== Your tasks ==
1. In the tie system passage, how many contact locations do the end portions of the extension members make with the insulation layer in the expanded configuration?
2. Please continue the tie system passage after its final sentence.

== Source passage ==
■ ■ ■ ■ ■
As illustrated in FIG. 10, in the expanded configuration, the end portions 50 of the extension members 16, 22 engage the insulation layer 62 in four contact locations 68 located outside of, but proximate to, the tie opening 60. Two of these contact locations 68 are on one side of the insulation layer 62 and the other two of the contact locations 68 are on the opposite side of the insulation layer 62. As previously described, the end portions 50 of each extension member 16, 22 are enlarged relative intermediate portions of the extension members 16, 22. Such an enlargement provides for the heel 52 to engage a surface of the insulation layer 62 and the toe 54 to extend outwardly from the surface of the insulation layer 62.

In certain embodiments, as shown in FIGS. 10-11, the rounded outer profiles of the barriers 38 of each of the hubs 14, 20 substantially conform to a cross-sectional shape of the tie opening 60. When the tie system 10 is received in the tie opening 60 and placed in the expanded configuration, the hubs 14, 20, including the barriers 38, fill up a substantial portion of the cross-sectional area of the tie opening 60. Such filling up being due, in part, to the barriers 38 of the first and second hubs 14, 20 being more closely aligned with one another when the tie system 10 is in said expanded configuration (i.e., FIGS. 10-11) than when the tie system 10 is in said collapsed configuration (i.e., FIGS. 8-9). In certain embodiments, the hubs 14, 20, including the barriers 38, fill at least 70%, 80%, 90%, or 100% of the cross-sectional area of the tie opening 60 when the tie system 10 is in the expanded configuration. By filling up a substantial portion of the cross-section area of the tie opening 60, the barriers 38 are configure to thermally isolate layers of concrete that will be placed on opposite sides of the insulation layer 62.
■ ■ ■ ■ ■
== Data block ==

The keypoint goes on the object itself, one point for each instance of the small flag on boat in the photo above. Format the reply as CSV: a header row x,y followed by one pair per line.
■ ■ ■ ■ ■
== Final results ==
1. Four, located outside of but close to the tie opening.

2.
To further enhance the thermal isolation properties of the tie system 10, it is preferred for the barriers 38, the hubs 14, 20, and/or the entire tie system 10 to be formed of, or coated with, a material having a thermal conductivity that is less than steel, preferably less than concrete. For instance, the barriers 38, the hubs 14, 20, and/or the entire tie system 10 may be formed of, or coated with, a material having a thermal conductivity less than 10, 5, 1, 0.5, or 0.1 W/(m·K). In some embodiments, the barriers 38, the hubs 14, 20, and/or the entire tie system 10 may formed from a synthetic resin, such as an epoxy. In further embodiments, the synthetic resin may include reinforcing fibers, such as glass fibers and/or carbon fibers.

As illustrated in FIG. 12, after the tie system 10 has been inserted into a tie opening 60 of an insulation layer 62, and after the tie system 10 has been shifted into the expanded configuration so as to engage the insulation layer 62, an insulated concrete panel 70 can be manufacture by pouring top and bottom concrete layers 72, 74 on opposite sides of the insulation layer 62. The insulated concrete panel can have a variety of sizes. For some insulated concrete panels, tie systems 10 will be positioned throughout the insulated concrete panels approximately every 8 to 10 square feet (FIG. 12 may not be drawn to scale, but is provided for illustration of an insulated concrete panel having a plurality tie systems 10 included therein). In some cases of high loading, the tie systems 10 will need to be positioned closer together. Typical insulated concrete panels can include between 10 to 100, between 20 to 80, or between 25 to 40 tie systems 10 within each insulated concrete panel. The tie systems 10 can be aligned along a longitudinal or transverse direction of the insulated concrete panel 70 or at any other angle as deemed necessary by an engineer. In other embodiments, outer panels 76, such as facades may be positioned exterior of the top and bottom layers of concrete 72, 74.

With continued reference to FIG. 12, to form the insulated concrete panel 70, the bottom layer of concrete 74 is poured in a concrete form. Immediately following pouring the bottom layer of concrete 74, the insulation layer 62 with tie systems 10 coupled thereto can be lowered into engagement with the bottom layer of concrete 74. The end portions 50 of the tie systems 10 that extend down from a bottom surface of the insulation layer 62 become inserted into and embedded in the bottom layer of concrete 74. The bottom surface of the insulation layer 62 may be inserted within at least a top surface of the bottom layer of concrete 74. Reinforcement in the form of rebar, steel mesh, or prestress strand may also be inserted into the bottom layer of concrete 74. In some cases the tie systems 10 may need to be turned in the tie opening 60 or even relocated a few inches away, so as to avoid contact with any such reinforcements. The tie system 10 may be flexible enough to accommodate such turning and/or relocation.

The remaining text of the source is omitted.